### Your task:
Write the data out again exactly, with no pictures.

— BEGIN —

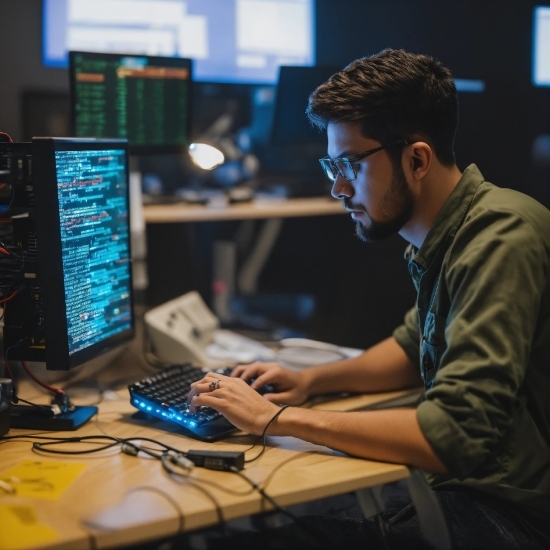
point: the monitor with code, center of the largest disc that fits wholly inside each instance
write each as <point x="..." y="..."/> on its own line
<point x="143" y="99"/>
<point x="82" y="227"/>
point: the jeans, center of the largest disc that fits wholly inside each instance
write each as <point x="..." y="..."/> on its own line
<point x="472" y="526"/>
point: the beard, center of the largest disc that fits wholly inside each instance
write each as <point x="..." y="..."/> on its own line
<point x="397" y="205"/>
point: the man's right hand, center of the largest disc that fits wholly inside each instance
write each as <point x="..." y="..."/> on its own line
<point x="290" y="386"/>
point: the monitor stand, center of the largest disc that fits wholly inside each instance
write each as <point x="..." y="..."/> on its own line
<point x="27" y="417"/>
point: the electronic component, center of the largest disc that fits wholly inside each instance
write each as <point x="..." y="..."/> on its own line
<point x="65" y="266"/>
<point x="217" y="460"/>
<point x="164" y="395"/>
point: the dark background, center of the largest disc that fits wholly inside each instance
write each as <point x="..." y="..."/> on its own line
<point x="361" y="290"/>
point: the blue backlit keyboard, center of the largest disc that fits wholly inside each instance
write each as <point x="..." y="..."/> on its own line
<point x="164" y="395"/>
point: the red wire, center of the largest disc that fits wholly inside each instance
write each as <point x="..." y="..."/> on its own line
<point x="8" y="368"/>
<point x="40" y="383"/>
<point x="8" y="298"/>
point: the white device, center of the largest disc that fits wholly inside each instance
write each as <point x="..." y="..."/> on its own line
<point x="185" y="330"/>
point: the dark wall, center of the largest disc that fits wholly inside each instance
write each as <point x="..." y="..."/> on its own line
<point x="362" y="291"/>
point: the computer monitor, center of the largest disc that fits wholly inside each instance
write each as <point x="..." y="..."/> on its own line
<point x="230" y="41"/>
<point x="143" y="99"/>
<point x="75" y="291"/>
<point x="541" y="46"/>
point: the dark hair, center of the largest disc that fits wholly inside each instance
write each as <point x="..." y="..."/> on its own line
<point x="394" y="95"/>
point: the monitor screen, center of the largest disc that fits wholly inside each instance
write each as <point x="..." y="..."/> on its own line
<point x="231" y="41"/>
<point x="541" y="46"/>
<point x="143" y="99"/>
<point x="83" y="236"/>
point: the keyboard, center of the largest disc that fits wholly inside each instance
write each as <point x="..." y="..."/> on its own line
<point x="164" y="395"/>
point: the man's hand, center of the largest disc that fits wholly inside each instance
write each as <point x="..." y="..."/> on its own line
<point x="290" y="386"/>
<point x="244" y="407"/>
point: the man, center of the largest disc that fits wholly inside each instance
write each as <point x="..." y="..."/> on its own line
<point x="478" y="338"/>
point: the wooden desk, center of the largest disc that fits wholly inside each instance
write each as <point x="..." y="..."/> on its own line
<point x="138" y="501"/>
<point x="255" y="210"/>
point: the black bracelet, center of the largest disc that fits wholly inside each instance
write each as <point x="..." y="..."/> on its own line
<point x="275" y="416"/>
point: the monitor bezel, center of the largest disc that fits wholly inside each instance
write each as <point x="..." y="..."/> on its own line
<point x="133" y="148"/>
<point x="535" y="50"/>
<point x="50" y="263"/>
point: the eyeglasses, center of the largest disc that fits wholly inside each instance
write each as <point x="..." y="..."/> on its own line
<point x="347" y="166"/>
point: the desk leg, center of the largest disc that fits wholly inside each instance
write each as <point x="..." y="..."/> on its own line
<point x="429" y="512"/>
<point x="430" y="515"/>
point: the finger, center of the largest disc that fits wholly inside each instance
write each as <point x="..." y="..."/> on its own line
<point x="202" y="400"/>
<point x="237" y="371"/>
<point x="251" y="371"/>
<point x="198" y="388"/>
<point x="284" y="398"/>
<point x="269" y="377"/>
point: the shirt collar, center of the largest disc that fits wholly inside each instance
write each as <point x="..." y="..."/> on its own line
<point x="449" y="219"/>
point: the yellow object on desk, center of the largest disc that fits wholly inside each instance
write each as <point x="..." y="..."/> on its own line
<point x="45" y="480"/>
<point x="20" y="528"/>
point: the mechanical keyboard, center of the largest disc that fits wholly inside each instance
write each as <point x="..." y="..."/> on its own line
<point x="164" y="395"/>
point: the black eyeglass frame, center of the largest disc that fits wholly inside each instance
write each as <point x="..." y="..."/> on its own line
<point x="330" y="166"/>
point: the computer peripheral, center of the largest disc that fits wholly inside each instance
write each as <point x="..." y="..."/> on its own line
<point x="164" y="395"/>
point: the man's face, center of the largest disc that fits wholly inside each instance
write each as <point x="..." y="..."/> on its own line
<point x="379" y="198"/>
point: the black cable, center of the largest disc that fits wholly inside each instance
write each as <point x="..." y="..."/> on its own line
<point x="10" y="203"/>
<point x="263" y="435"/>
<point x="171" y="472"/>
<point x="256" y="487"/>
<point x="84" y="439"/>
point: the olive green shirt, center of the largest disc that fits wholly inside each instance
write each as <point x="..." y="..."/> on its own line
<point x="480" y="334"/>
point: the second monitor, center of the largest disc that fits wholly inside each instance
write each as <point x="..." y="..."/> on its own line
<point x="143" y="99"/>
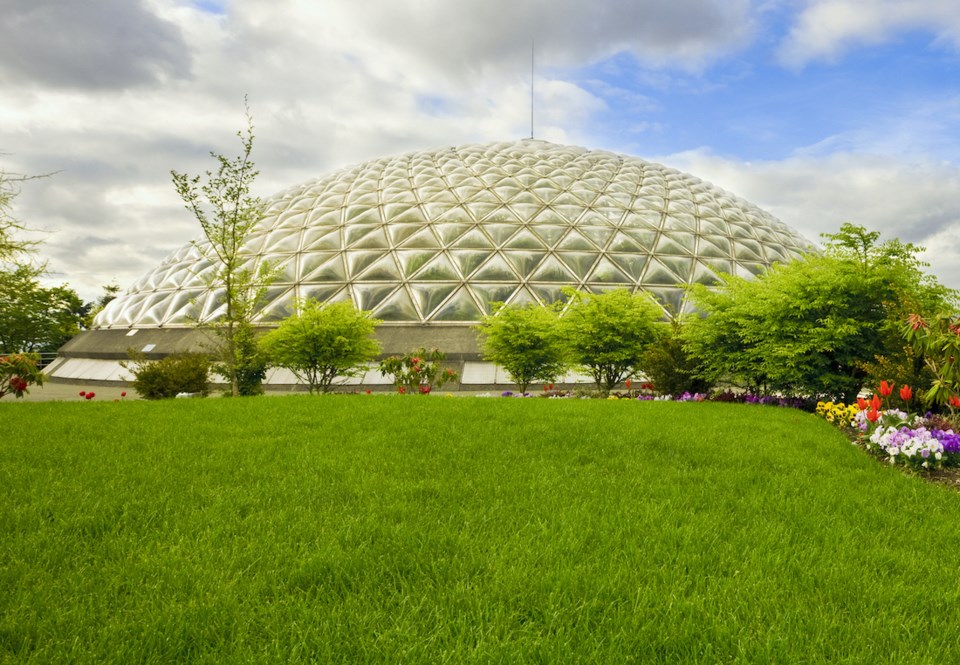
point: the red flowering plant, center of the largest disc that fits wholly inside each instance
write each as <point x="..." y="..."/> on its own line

— END —

### Expected answer:
point: the monitor with code, center of the largest disc that fits wholly inside each instance
write each as <point x="..." y="..."/> on its own line
<point x="143" y="99"/>
<point x="82" y="227"/>
point: the jeans, center of the largest disc that fits wholly inside each instance
write each as <point x="..." y="..."/> on its own line
<point x="472" y="526"/>
point: the beard, center of the largest disc that fits wholly inside each instance
write each as <point x="..." y="..."/> on its own line
<point x="397" y="205"/>
point: the man's right hand, center of the largest disc that fits wholly inside each instance
write each as <point x="..." y="..."/> on its own line
<point x="290" y="386"/>
point: the monitor stand, center of the largest disc that fits wholly inside each instance
write each as <point x="..." y="..."/> on its own line
<point x="27" y="417"/>
point: the electronic component, center of the largest disc that fits wholly inside each instance
write each as <point x="..." y="..."/> on its own line
<point x="65" y="266"/>
<point x="217" y="460"/>
<point x="164" y="395"/>
point: the dark background, center of the largest disc that fits wholly inside each instance
write each as <point x="..." y="..."/> on its own line
<point x="361" y="290"/>
point: the blue backlit keyboard, center of the largest disc that fits wholly inside each instance
write each as <point x="..." y="..."/> on its own line
<point x="164" y="395"/>
point: the red wire, center of the largest disc that fits wholly inside each instance
write each as <point x="..." y="..."/> on its own line
<point x="8" y="368"/>
<point x="40" y="383"/>
<point x="8" y="298"/>
point: the white device, center of the largest disc that fits wholly inside each instance
write each as <point x="..." y="..."/> on its own line
<point x="185" y="330"/>
point: the dark wall, center of the largest disc that fits wholly inside each instance
write each as <point x="..." y="..."/> on its own line
<point x="362" y="291"/>
point: the computer monitor, center of the largest disc that fits wholly inside each instance
write each as <point x="..." y="..."/> on its own line
<point x="230" y="41"/>
<point x="143" y="99"/>
<point x="75" y="291"/>
<point x="541" y="46"/>
point: the dark hair, center of the largest disc that fits wholly inside each instance
write each as <point x="..." y="..."/> on its own line
<point x="394" y="95"/>
point: the monitor screen, center of the largest disc that fits wholly inside each instance
write each as <point x="..." y="..."/> on its own line
<point x="231" y="41"/>
<point x="541" y="46"/>
<point x="143" y="99"/>
<point x="83" y="236"/>
point: the keyboard, center of the largest disc that fits wholly inside each instance
write each as <point x="..." y="..."/> on its own line
<point x="164" y="395"/>
point: the man's hand, center of the largest disc that fits wholly inside each instance
write each as <point x="..." y="..."/> on its own line
<point x="290" y="386"/>
<point x="244" y="407"/>
point: the man, center of the largest disc that fits wholly inside each instance
write each as <point x="..." y="..."/> on its own line
<point x="478" y="338"/>
point: the wooden desk, center of the largest disc that fits wholly inside each instance
write each as <point x="..." y="..."/> on its own line
<point x="138" y="501"/>
<point x="255" y="210"/>
point: the black bracelet, center of the largest disc that fits wholly inside each instance
write each as <point x="..." y="..."/> on its own line
<point x="275" y="416"/>
point: the monitor bezel, center of the largest disc that fits wholly inside each instance
write each as <point x="..." y="..."/> on its own line
<point x="133" y="148"/>
<point x="535" y="50"/>
<point x="50" y="263"/>
point: the eyeglasses, center of the largest disc that fits wholly inside each instance
write each as <point x="..." y="..."/> on its own line
<point x="347" y="166"/>
point: the desk leg, center of the largest disc that fits wholly inside each instance
write each as <point x="..." y="..."/> on its own line
<point x="429" y="512"/>
<point x="430" y="515"/>
point: the finger, center of the largest disc that fits wholly inside each instance
write each as <point x="..." y="..."/> on its own line
<point x="202" y="400"/>
<point x="237" y="371"/>
<point x="251" y="371"/>
<point x="198" y="388"/>
<point x="284" y="398"/>
<point x="269" y="377"/>
point: the shirt collar, center of the largest disc that fits wholly inside each instance
write each as <point x="..." y="..."/> on its own line
<point x="449" y="219"/>
point: the yellow object on desk, center of the largest disc that fits wholly inside each instance
write each as <point x="..." y="..."/> on its own line
<point x="45" y="480"/>
<point x="20" y="528"/>
point: the mechanical keyboard, center of the largest disc that fits wholly inside each instance
write each as <point x="..." y="..."/> on its own line
<point x="164" y="395"/>
point: the black eyeglass frame, center of the largest disc that fits wholly inside each instance
write each as <point x="..." y="..."/> on its own line
<point x="330" y="166"/>
point: the computer peripheral, center of the largest disc that fits wholly inside each instance
write each as <point x="..." y="..."/> on its own line
<point x="164" y="395"/>
point: the man's face, center of the largest disc that fits wholly inside each instance
write each as <point x="..." y="..."/> on its own line
<point x="379" y="198"/>
point: the black cable, center of the largest disc that fits wholly inside each instance
write each as <point x="..." y="..."/> on its own line
<point x="10" y="203"/>
<point x="263" y="435"/>
<point x="171" y="472"/>
<point x="256" y="487"/>
<point x="84" y="439"/>
point: the olive green shirt, center of the largest disc that fits wholly inside each instance
write each as <point x="..." y="..."/> on its own line
<point x="480" y="334"/>
point: the second monitor, center of the largest disc that fits wholly inside each instance
write each as <point x="..." y="..."/> on its own line
<point x="143" y="99"/>
point: the red flowering plant, center of the largest disc that fits wholly inside each instance
write each as <point x="..." y="..."/> on its own line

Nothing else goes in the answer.